WORK REQUIRED: Starting at the line that contains "detect_objects — Locates the specified tattoo" and continuing through the last of the items, write every line out again, shifting each coordinate in the bounding boxes up by 64.

Detection items
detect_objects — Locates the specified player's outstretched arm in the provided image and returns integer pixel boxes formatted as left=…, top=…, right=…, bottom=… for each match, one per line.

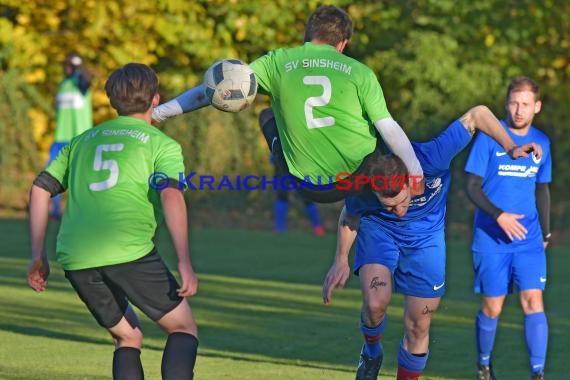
left=28, top=185, right=51, bottom=292
left=152, top=84, right=210, bottom=123
left=160, top=187, right=198, bottom=297
left=374, top=118, right=425, bottom=196
left=323, top=207, right=360, bottom=305
left=459, top=105, right=542, bottom=159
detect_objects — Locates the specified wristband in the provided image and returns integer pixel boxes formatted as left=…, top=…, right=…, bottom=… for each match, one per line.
left=493, top=209, right=503, bottom=220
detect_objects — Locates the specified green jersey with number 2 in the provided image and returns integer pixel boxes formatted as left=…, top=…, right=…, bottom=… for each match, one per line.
left=46, top=116, right=184, bottom=270
left=251, top=42, right=391, bottom=183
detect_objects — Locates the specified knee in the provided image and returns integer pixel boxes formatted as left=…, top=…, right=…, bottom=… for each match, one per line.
left=362, top=300, right=388, bottom=326
left=482, top=304, right=503, bottom=319
left=112, top=328, right=143, bottom=349
left=405, top=320, right=430, bottom=344
left=521, top=295, right=544, bottom=314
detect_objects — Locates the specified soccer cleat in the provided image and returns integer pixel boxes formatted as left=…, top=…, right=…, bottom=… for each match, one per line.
left=477, top=364, right=497, bottom=380
left=356, top=347, right=384, bottom=380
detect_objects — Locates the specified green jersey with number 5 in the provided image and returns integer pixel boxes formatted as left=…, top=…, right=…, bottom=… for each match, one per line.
left=251, top=42, right=391, bottom=183
left=46, top=116, right=184, bottom=270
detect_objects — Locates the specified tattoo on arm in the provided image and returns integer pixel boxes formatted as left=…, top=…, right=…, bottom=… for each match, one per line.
left=370, top=276, right=388, bottom=289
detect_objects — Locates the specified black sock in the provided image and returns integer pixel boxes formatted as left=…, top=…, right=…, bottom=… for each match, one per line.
left=113, top=347, right=144, bottom=380
left=161, top=332, right=198, bottom=380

CORRECT RESPONSE:
detect_objects — Locates the specified tattoo on arm in the provided image and returns integer pixel boxes formatted as left=…, top=…, right=…, bottom=… for each match, one per line.
left=434, top=340, right=452, bottom=353
detect_objects — Locates the specified black sock in the provided image and returns integer pixel boxes formatted as left=…, top=…, right=…, bottom=… for each match, one per line.
left=177, top=411, right=208, bottom=444
left=225, top=396, right=262, bottom=444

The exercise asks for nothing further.